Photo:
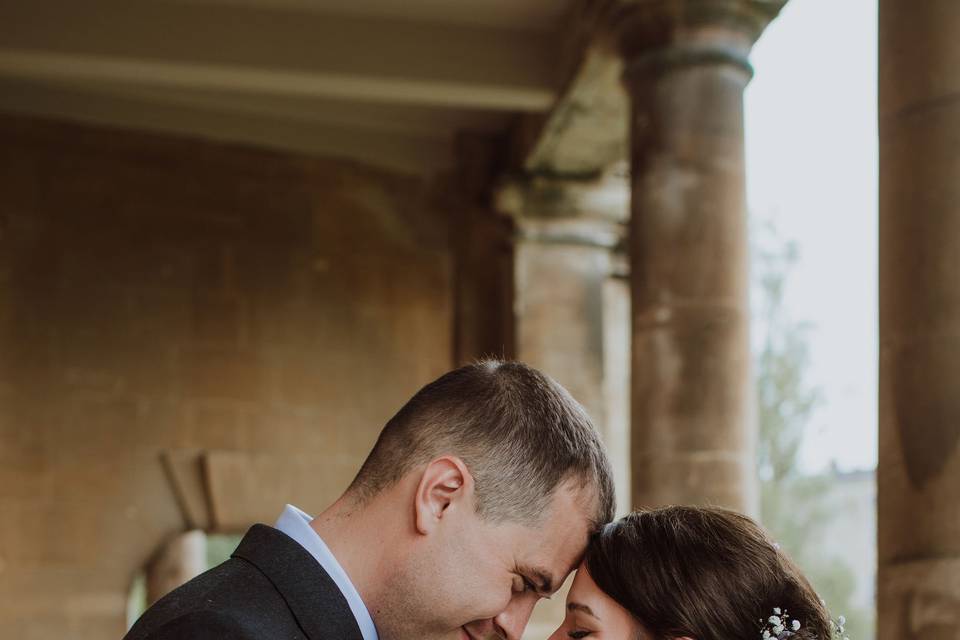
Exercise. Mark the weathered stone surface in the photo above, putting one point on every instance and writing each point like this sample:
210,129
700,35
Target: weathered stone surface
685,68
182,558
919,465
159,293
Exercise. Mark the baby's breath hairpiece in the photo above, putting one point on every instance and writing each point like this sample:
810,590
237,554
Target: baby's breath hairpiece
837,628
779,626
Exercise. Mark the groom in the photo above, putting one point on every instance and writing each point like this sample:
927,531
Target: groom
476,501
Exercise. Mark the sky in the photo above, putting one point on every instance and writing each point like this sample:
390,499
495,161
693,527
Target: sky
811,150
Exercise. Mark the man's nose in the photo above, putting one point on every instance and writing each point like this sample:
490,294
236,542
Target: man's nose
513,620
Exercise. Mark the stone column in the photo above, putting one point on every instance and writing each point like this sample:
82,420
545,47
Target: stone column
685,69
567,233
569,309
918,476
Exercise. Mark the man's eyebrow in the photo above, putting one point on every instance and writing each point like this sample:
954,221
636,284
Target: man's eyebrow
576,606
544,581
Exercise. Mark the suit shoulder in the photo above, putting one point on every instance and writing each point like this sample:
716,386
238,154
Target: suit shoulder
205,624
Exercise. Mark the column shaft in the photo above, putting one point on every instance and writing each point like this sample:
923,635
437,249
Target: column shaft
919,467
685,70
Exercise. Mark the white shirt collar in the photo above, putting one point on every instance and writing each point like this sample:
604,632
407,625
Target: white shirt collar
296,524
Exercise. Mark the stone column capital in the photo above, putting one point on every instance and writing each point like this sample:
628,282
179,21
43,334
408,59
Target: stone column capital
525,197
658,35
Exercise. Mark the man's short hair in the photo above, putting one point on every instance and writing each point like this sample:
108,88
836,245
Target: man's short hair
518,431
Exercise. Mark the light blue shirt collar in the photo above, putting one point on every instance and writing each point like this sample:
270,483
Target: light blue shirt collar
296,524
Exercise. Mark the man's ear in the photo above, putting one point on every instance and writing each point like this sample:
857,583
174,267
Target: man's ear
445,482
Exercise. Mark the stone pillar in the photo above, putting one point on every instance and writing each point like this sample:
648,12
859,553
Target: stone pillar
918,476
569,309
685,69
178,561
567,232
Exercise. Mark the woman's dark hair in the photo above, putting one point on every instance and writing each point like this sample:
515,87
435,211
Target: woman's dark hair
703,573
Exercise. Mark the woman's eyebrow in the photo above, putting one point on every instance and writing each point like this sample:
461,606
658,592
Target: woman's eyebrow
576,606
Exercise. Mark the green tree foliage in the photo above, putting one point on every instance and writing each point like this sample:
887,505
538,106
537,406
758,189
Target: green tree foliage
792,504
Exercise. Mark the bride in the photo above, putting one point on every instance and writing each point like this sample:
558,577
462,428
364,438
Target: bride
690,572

────────

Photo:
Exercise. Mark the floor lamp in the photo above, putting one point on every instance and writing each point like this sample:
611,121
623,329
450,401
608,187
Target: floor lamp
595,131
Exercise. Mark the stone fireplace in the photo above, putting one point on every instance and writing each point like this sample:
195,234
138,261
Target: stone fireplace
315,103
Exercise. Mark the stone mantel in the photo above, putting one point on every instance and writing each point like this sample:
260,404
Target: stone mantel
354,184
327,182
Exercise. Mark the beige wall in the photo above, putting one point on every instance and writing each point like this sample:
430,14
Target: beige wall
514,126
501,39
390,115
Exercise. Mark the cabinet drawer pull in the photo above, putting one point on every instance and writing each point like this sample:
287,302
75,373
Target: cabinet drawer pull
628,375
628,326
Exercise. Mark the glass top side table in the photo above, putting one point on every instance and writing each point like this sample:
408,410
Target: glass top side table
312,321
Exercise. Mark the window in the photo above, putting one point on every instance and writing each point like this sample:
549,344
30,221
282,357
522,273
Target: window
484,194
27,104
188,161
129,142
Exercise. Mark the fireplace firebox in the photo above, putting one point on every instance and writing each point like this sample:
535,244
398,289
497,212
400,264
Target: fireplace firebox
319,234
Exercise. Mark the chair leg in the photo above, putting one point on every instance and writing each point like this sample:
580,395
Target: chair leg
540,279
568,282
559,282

────────

- **Given request**
Filter the records above and copy every line that contains the string "wall".

- **Answer below**
Exercise. Mark the beige wall in the photo above, putting one point on every instance and writing each point like this sample:
Target: beige wall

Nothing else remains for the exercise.